• _EXERCISE DETAILS_: Put the lines starting at the one containing "Target: blue wooden plank" and ending at the last line into a two-column CSV with headers "prompt" and "points". Give one row for each "Target:" line and the lines after it, with the text in one quoted field, the answer in the other, and line breaks replaced by spaces.

• _RECORDS SHOWN_:

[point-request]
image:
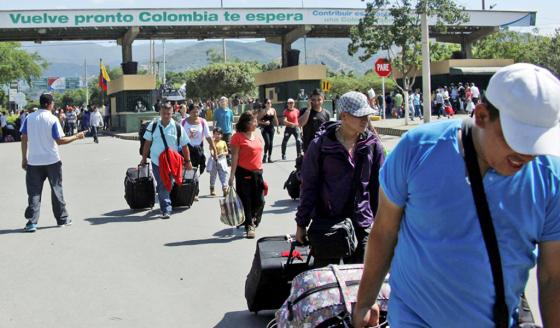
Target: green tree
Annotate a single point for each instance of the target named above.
(342, 83)
(402, 37)
(551, 53)
(16, 63)
(222, 79)
(521, 47)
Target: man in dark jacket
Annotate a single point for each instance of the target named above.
(328, 177)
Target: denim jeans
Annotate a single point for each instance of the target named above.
(34, 180)
(163, 194)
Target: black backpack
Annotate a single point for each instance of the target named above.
(293, 185)
(144, 127)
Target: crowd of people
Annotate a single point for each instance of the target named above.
(440, 270)
(71, 118)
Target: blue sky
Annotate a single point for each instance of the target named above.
(547, 10)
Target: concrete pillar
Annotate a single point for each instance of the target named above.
(286, 46)
(126, 43)
(466, 48)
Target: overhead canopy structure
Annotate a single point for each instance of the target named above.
(277, 25)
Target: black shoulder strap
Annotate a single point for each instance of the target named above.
(501, 316)
(178, 128)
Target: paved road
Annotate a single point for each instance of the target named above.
(118, 268)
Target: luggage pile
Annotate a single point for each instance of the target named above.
(139, 190)
(183, 195)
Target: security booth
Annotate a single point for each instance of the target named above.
(132, 98)
(295, 82)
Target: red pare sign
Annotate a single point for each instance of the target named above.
(382, 67)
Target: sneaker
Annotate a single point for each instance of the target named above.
(251, 233)
(30, 227)
(64, 223)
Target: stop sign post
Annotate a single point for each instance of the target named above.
(383, 68)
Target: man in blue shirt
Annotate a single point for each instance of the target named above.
(154, 146)
(223, 119)
(440, 270)
(41, 134)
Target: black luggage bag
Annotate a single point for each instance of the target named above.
(139, 189)
(293, 185)
(183, 195)
(269, 281)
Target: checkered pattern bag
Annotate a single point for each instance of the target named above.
(232, 213)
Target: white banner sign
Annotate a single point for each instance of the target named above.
(213, 17)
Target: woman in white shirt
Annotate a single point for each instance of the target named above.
(197, 130)
(95, 121)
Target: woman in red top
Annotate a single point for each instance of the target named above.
(246, 169)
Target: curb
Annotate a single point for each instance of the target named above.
(120, 136)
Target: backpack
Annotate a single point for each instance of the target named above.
(324, 297)
(293, 185)
(144, 127)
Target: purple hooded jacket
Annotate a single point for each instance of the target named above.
(327, 179)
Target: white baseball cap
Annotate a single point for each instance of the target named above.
(355, 103)
(528, 99)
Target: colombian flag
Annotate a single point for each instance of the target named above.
(103, 77)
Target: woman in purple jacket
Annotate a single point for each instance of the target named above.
(328, 174)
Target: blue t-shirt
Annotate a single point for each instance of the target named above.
(224, 120)
(440, 273)
(170, 132)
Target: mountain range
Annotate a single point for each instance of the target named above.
(67, 58)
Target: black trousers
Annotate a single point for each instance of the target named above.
(35, 176)
(268, 136)
(288, 132)
(198, 158)
(250, 189)
(362, 235)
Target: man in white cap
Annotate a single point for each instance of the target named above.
(441, 274)
(332, 191)
(291, 115)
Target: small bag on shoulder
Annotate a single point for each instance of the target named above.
(332, 239)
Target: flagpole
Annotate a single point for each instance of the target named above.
(85, 82)
(101, 73)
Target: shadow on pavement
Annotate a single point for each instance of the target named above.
(119, 216)
(20, 230)
(283, 206)
(221, 237)
(245, 319)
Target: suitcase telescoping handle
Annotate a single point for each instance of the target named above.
(293, 244)
(140, 166)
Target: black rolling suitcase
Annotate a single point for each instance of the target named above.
(274, 266)
(139, 189)
(184, 194)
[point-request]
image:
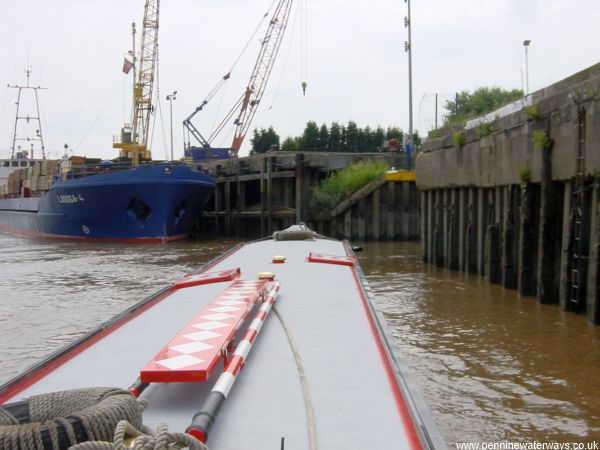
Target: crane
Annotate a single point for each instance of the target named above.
(133, 141)
(247, 104)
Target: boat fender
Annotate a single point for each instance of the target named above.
(266, 276)
(58, 420)
(300, 235)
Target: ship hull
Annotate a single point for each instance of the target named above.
(154, 203)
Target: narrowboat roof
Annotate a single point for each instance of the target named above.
(322, 371)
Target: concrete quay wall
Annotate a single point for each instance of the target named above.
(516, 200)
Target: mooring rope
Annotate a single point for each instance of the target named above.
(310, 414)
(161, 440)
(50, 419)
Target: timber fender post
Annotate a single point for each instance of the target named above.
(520, 205)
(258, 194)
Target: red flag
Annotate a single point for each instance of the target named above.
(127, 65)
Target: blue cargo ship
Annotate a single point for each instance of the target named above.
(157, 202)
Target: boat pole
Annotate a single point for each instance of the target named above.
(204, 420)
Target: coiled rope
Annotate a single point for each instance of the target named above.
(58, 420)
(127, 436)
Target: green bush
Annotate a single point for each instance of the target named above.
(541, 140)
(340, 185)
(533, 113)
(484, 129)
(458, 138)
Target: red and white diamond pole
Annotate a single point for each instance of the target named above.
(204, 420)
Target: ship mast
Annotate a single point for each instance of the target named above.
(38, 132)
(134, 138)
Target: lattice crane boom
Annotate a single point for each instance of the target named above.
(134, 142)
(245, 107)
(260, 74)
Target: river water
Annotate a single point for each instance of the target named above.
(492, 366)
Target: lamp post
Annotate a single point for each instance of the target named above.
(526, 45)
(408, 49)
(170, 98)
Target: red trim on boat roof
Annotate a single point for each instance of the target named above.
(402, 407)
(27, 380)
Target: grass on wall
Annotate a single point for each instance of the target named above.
(340, 185)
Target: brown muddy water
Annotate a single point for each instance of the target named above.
(492, 366)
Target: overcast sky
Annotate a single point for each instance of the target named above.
(356, 67)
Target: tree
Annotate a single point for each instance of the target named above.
(310, 138)
(323, 139)
(482, 101)
(378, 138)
(264, 140)
(352, 137)
(335, 137)
(291, 144)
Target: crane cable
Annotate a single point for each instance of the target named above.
(285, 61)
(304, 44)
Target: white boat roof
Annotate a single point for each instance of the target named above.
(359, 390)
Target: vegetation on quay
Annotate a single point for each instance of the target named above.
(468, 105)
(340, 185)
(333, 138)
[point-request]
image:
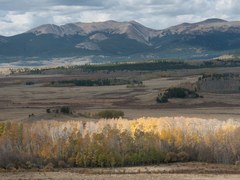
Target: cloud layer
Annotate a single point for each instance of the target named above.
(17, 16)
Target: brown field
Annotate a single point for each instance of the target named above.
(18, 100)
(181, 171)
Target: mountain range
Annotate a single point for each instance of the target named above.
(203, 40)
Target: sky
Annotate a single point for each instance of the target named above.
(18, 16)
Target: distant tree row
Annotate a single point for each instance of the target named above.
(98, 82)
(114, 143)
(176, 92)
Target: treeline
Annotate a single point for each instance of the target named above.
(120, 142)
(98, 82)
(219, 76)
(139, 66)
(132, 66)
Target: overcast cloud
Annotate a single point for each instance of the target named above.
(17, 16)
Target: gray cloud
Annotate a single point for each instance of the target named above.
(17, 16)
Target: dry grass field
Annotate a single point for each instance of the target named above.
(180, 171)
(18, 101)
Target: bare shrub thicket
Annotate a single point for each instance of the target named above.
(118, 142)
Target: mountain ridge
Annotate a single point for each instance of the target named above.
(206, 39)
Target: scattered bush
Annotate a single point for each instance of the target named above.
(65, 110)
(110, 114)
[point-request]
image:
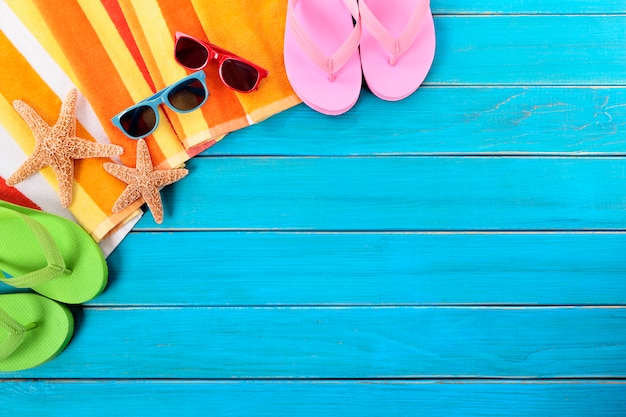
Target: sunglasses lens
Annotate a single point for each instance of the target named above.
(239, 75)
(138, 121)
(191, 54)
(188, 95)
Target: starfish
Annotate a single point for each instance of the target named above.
(57, 146)
(143, 181)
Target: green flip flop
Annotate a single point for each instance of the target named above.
(33, 330)
(52, 255)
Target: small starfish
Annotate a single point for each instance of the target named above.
(143, 181)
(57, 146)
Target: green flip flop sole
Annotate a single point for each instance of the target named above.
(33, 330)
(50, 254)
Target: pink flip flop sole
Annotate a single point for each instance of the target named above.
(327, 24)
(391, 19)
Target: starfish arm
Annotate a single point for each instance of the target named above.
(66, 123)
(82, 148)
(144, 162)
(153, 199)
(64, 171)
(164, 177)
(28, 168)
(120, 172)
(128, 196)
(32, 119)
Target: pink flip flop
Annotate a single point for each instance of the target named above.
(322, 55)
(397, 45)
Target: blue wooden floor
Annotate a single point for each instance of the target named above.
(458, 253)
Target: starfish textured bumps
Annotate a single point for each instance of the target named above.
(143, 181)
(57, 146)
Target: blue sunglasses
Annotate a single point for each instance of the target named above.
(185, 96)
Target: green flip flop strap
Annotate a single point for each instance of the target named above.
(15, 334)
(56, 264)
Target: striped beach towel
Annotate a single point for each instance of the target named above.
(117, 53)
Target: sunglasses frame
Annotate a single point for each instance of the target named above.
(161, 97)
(221, 55)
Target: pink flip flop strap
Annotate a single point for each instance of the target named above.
(335, 62)
(396, 46)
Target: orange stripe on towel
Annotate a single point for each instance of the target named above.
(96, 73)
(117, 16)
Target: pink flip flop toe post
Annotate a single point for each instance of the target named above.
(397, 45)
(321, 53)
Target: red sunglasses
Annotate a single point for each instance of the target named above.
(235, 72)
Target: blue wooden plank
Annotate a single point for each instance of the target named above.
(249, 269)
(528, 7)
(554, 50)
(448, 120)
(332, 399)
(343, 342)
(398, 193)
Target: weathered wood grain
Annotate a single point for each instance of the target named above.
(528, 7)
(276, 268)
(398, 193)
(318, 398)
(448, 120)
(343, 342)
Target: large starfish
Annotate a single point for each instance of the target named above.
(57, 146)
(143, 181)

• _FINAL RESULT_:
prompt,points
"Target: blue wooden plank Annotate a single point for each instance of the target named above.","(249, 269) (528, 7) (554, 50) (448, 120) (332, 399) (343, 342) (398, 193)"
"Target: weathered wood grain Annotate a single point for each instance of the target named above.","(528, 7) (276, 268) (398, 193) (318, 398) (448, 120) (343, 342)"
"Target: large starfish Annotate a single point for each instance of the target named above.","(57, 146) (143, 181)"